## Document text
===============
# For what it's worth...



## MissingHer (Mar 14, 2010)

I've been on this site for a while and I've read many of the stories posted by people going through a separation or divorce. I'm currently separated (about 3 months). My wife gave me the "I love you but I'm not in love with you" about a year before she moved out. During that year, I did all I thought I could. I worked on my self as a father and person. I suggested counseling either for us together or for her as an individual. When she disagreed, I just started going by myself. I lost weight because I was stressed out. I hurt more than I ever have before and I just wanted my life to get back on track.
Background: I did find out my wife was talking to a married co-worker behind my back. Numerous phone calls usually placed when I wasn't around (even when we were on vacation together). I confronted her. The phone calls stopped but she still works with the guy. Went through all the wondering. Tried everything I could to figure out why this happened.
Since she never really gave me a solid reason, I just came up with my own in that I would close up emotionally when I was upset. I probably also didn't help as much with the kids as I should have. Those were both easy fixes. I feel I'm the best dad I can be these days.
After she moved out, I still contacted her quite a bit. I asked her what she wanted. I tried to set up dates. Nothing was working.
It has taken a while and maybe it's because I didn't want to let myself get to this stage, but these days I wake up feeling happy and content. I have two great kids, a good job and a lot of great friends that have been extremely supportive in this. I finally told myself that I can't go through life waiting for her. It was her decision to leave and it would be up to her to come back. If she told me she wanted to work on things, honestly I would have to force myself to work on things now whereas just last month, I would have been overjoyed at the thought of her moving back home.
===============
## Dataset content
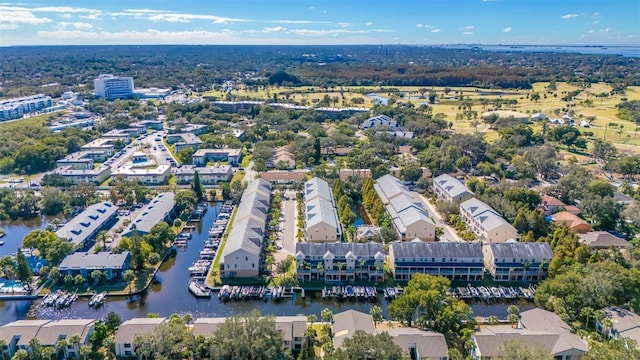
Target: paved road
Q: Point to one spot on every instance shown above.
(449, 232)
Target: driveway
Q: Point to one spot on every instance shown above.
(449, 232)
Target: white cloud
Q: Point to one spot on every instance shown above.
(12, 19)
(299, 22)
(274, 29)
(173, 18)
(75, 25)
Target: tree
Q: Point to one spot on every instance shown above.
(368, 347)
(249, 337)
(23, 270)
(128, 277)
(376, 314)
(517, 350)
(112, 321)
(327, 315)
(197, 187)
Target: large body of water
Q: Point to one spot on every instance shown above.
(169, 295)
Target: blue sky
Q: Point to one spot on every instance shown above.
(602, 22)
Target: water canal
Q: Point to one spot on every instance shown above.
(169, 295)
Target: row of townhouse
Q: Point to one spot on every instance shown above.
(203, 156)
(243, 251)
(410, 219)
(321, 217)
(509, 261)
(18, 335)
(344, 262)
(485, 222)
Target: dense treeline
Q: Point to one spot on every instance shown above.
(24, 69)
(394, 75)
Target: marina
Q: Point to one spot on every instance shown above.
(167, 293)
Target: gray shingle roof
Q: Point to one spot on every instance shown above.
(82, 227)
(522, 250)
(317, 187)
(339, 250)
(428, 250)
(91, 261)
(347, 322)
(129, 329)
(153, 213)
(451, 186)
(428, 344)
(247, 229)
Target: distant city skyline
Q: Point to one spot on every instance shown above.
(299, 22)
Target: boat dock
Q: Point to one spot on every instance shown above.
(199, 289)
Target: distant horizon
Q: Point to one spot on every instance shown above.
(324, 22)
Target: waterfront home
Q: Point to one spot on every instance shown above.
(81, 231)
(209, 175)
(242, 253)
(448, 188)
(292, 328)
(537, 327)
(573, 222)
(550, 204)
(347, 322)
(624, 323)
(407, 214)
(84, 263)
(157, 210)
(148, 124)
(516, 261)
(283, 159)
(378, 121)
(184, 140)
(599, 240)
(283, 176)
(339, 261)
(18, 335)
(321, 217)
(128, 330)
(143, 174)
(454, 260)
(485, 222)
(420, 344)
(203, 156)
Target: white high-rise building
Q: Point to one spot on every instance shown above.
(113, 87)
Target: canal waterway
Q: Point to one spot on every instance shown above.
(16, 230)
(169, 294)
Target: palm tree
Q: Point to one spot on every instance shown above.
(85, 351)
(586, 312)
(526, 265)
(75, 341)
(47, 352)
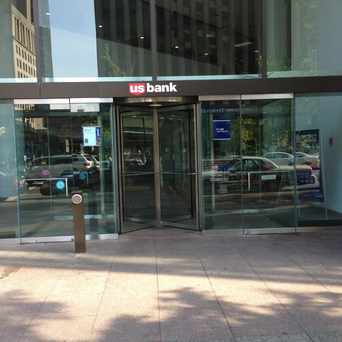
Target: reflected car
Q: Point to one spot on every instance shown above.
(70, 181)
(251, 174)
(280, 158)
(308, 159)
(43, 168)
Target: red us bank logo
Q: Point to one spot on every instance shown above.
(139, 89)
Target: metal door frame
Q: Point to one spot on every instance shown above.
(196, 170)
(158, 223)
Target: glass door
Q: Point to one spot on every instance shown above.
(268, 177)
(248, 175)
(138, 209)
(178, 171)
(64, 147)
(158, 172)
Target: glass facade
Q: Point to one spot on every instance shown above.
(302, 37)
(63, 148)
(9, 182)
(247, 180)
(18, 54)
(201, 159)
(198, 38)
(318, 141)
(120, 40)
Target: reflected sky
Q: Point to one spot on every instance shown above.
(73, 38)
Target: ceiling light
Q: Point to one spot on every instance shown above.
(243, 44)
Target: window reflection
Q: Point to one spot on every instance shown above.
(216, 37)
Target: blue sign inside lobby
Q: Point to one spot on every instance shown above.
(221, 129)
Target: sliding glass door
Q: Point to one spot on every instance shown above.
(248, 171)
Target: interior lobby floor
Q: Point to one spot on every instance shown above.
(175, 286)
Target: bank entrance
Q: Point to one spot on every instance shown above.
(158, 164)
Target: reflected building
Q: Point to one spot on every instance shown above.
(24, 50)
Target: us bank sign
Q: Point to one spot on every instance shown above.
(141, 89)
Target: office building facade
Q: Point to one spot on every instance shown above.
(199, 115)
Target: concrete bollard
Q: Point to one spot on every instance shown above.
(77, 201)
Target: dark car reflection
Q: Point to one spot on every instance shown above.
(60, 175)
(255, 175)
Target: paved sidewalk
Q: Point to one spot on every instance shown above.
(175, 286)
===============
## Set of tasks
A: According to the forum post, how long has the writer been separated?
B: Continue the forum post from the point where it stops.

## Outputs for the tasks
A: About three months.

B:
I had the chance to talk to a female that is divorced recently. She basically asked me if I was ready to start dating. I told her not really. But we talked most of the night. She showed an interest in me and it did make me feel good to know that someday I'll be with someone that wants to be with me. It may be my wife but I'm not counting on it. Nothing progressed out of the talk with the female but at least I've made a new friend, someone that has gone through a divorce. 
So I just wanted to tell everyone on here that is going through "the worst time of your life," things get better if you let them. Focus on you (this is stated all over this site). Do things that you never had the chance to do before. Go on trips. Do whatever you want. If things work out between you and your spouse, great. You can look back at this period as a time to have fun. If not, at least you are putting yourself in a better place and preparing yourself for life without the person you thought was "the one." 
As a guy approaching age 34, I feel like I have a lot of life to live yet and I'm not going to live it feeling down because of one person's decision. We will always be connected because of the kids, but if she doesn't love me, I can't force her to. Someone out there will love me for who I am: a happy person, a good father and someone who believes in commitment (through thick and thin). I don't want to spend my 30's wondering if she will come back only to realize someday that I'm 40 (not that I'm saying 40 is old!) and still in the same spot. I would much rather focus on making myself happy.

Good luck to you all.


----------



## Hurtin' unit (Apr 13, 2010)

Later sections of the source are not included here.